- _SOURCE PASSAGE_
^^^^

Key points:
- Through their anti-aging investments, Bezos, Zuckerberg, and other billionaires have propelled research against the buildup of dysfunctional cells that contribute to aging — senescent cells.
- Elon Musk believes life extension-focused research is a waste of money.
Aging research breakthroughs over the past few years have spurred billionaires like Amazon founder Jeff Bezos and Facebook creator Mark Zuckerberg to use their fortunes to help figure out how to extend human lifespans. Their investments are driving the rapid development of technologies related to removing dysfunctional cells that contribute to aging — senescent cells — and cellular rejuvenation. However, the world’s richest person, Elon Musk, is not buying this hype.
Musk believes that extending human lifespan will perpetuate a kind of cultural stagnation since the majority of people’s mindsets are frozen in time and do not change with age. He thinks that if people do not just die, our society will be stuck with old ideas, which will stifle its advancement.

^^^^

Quote the passage on billionaires and aging research above in full, word for word. The listing has no connection to the passage on billionaires and aging research.

- _PROVIDED DATA_
^^^^

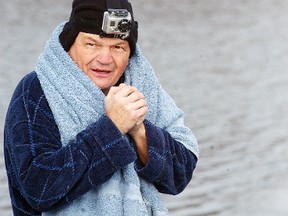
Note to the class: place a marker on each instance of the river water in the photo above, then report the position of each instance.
(225, 64)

^^^^

- _YOUR SOLUTION_
Key points:
- Through their anti-aging investments, Bezos, Zuckerberg, and other billionaires have propelled research against the buildup of dysfunctional cells that contribute to aging — senescent cells.
- Elon Musk believes life extension-focused research is a waste of money.
Aging research breakthroughs over the past few years have spurred billionaires like Amazon founder Jeff Bezos and Facebook creator Mark Zuckerberg to use their fortunes to help figure out how to extend human lifespans. Their investments are driving the rapid development of technologies related to removing dysfunctional cells that contribute to aging — senescent cells — and cellular rejuvenation. However, the world’s richest person, Elon Musk, is not buying this hype.
Musk believes that extending human lifespan will perpetuate a kind of cultural stagnation since the majority of people’s mindsets are frozen in time and do not change with age. He thinks that if people do not just die, our society will be stuck with old ideas, which will stifle its advancement.